### What the exercise asks
Word for word, quote the lines from the one containing "green long-sleeve jersey in the picture above?" to the end of the entries below, including both. Leave pictures out.

(Natural-language object grounding data)
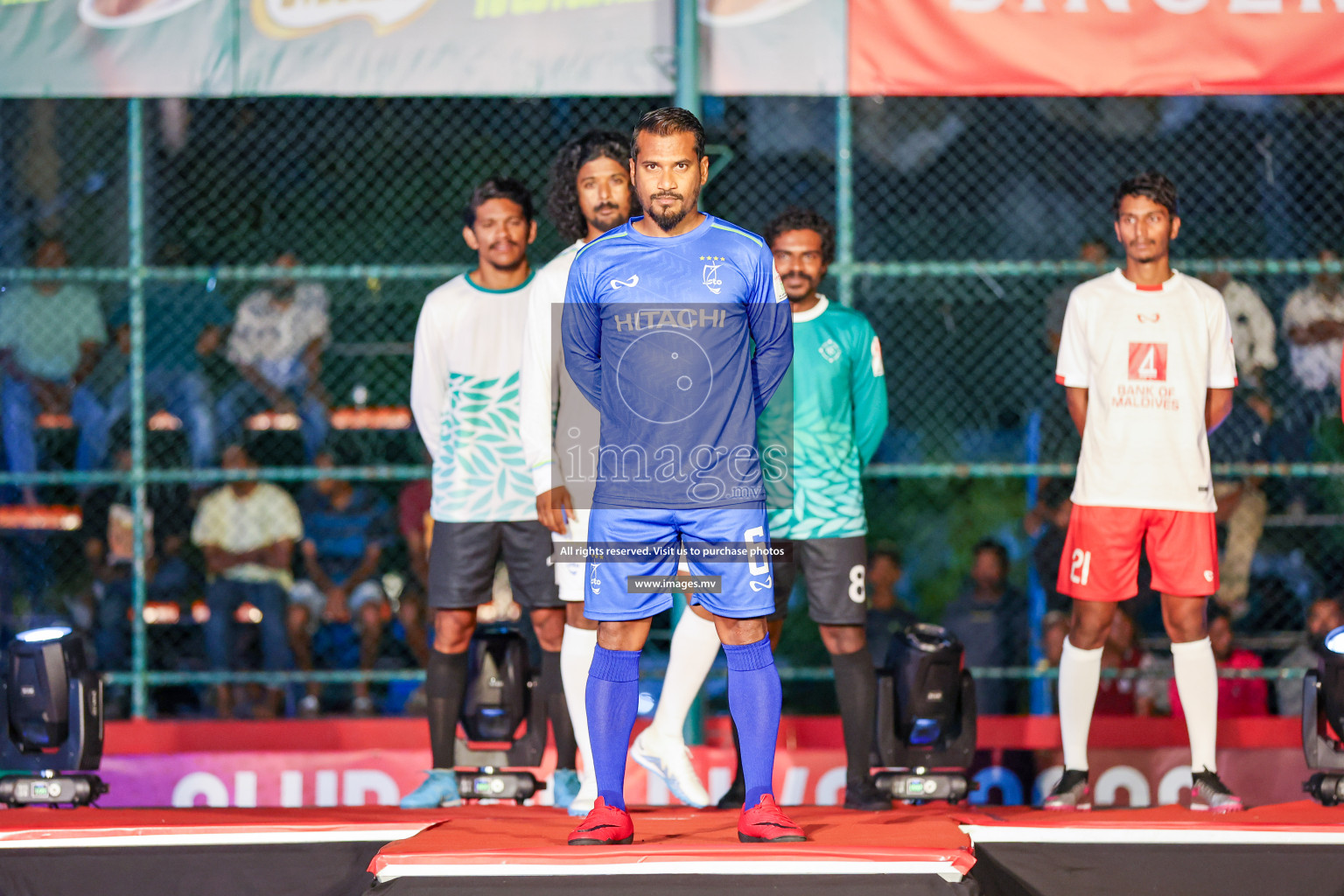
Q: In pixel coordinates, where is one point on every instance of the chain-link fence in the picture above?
(283, 248)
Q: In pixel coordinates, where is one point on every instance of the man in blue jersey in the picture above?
(659, 323)
(836, 407)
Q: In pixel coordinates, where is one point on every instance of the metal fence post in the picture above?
(136, 262)
(844, 198)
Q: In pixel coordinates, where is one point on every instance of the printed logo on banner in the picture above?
(290, 19)
(1148, 361)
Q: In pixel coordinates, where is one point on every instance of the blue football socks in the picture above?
(754, 700)
(613, 700)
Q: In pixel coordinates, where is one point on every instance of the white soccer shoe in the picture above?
(671, 760)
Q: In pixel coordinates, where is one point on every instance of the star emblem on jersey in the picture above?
(711, 273)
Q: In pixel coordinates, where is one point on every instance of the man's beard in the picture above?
(669, 220)
(604, 225)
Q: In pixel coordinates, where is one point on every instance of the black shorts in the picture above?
(463, 559)
(834, 574)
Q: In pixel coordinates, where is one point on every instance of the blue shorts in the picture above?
(747, 584)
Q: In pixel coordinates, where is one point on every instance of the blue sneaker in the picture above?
(564, 788)
(438, 790)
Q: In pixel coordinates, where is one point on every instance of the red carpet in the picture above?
(506, 836)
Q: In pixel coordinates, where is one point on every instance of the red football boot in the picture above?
(604, 826)
(766, 823)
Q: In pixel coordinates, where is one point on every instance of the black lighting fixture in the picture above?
(499, 702)
(1323, 723)
(927, 718)
(52, 705)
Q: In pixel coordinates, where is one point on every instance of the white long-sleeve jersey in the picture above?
(466, 401)
(559, 424)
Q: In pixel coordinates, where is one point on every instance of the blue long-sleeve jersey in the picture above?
(679, 341)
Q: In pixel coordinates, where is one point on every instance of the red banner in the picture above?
(340, 762)
(1095, 47)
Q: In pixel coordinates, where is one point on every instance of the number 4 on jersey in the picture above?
(1148, 361)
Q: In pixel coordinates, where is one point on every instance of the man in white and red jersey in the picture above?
(1148, 367)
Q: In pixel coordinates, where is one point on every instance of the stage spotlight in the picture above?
(52, 707)
(499, 702)
(1323, 717)
(927, 718)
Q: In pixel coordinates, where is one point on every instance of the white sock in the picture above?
(1196, 684)
(576, 657)
(1080, 675)
(695, 644)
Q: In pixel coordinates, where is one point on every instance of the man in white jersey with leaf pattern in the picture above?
(588, 196)
(1148, 368)
(466, 399)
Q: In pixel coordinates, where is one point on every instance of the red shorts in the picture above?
(1101, 552)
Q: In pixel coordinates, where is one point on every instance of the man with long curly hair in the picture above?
(589, 195)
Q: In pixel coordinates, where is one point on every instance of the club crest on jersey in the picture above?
(711, 273)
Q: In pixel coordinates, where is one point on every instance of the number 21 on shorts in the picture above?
(1081, 567)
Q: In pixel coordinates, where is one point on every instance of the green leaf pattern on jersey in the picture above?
(480, 473)
(828, 497)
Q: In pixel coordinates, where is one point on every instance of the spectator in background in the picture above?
(248, 532)
(277, 348)
(1047, 524)
(416, 528)
(109, 551)
(1054, 629)
(50, 336)
(185, 326)
(1123, 650)
(1236, 697)
(1093, 251)
(1253, 326)
(887, 612)
(1313, 321)
(1323, 617)
(990, 618)
(346, 528)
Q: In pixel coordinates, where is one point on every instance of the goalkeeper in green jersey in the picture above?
(837, 402)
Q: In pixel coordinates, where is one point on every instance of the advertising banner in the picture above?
(1135, 778)
(466, 47)
(117, 47)
(1095, 47)
(411, 47)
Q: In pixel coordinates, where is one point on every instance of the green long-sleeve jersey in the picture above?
(837, 398)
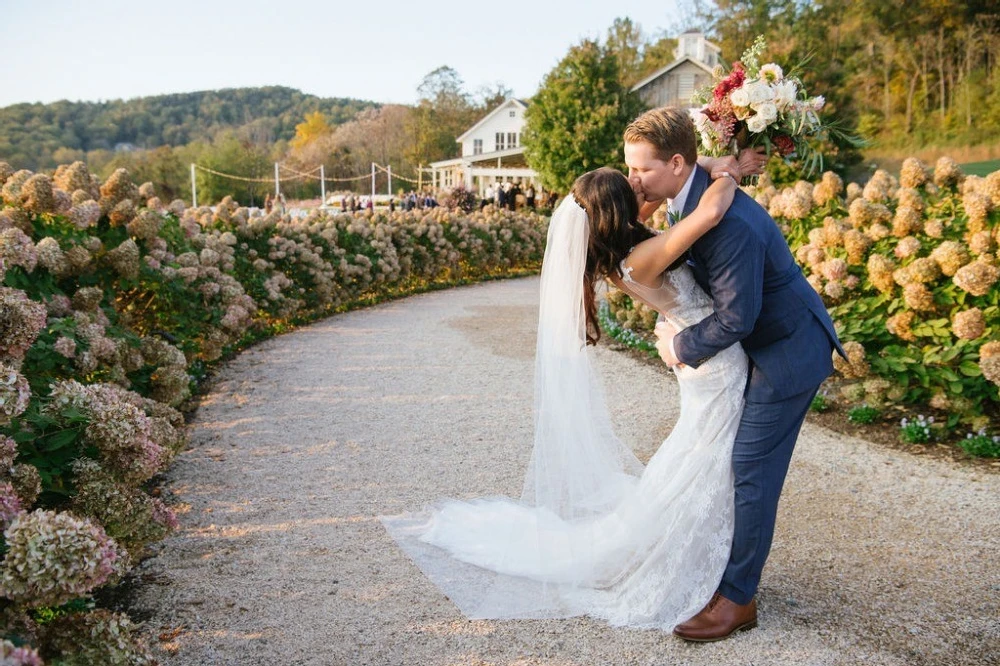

### Response area
Q: In pixel coordinates, where is one point on every instance of the green long-sleeve jersey in the picture above?
(837, 398)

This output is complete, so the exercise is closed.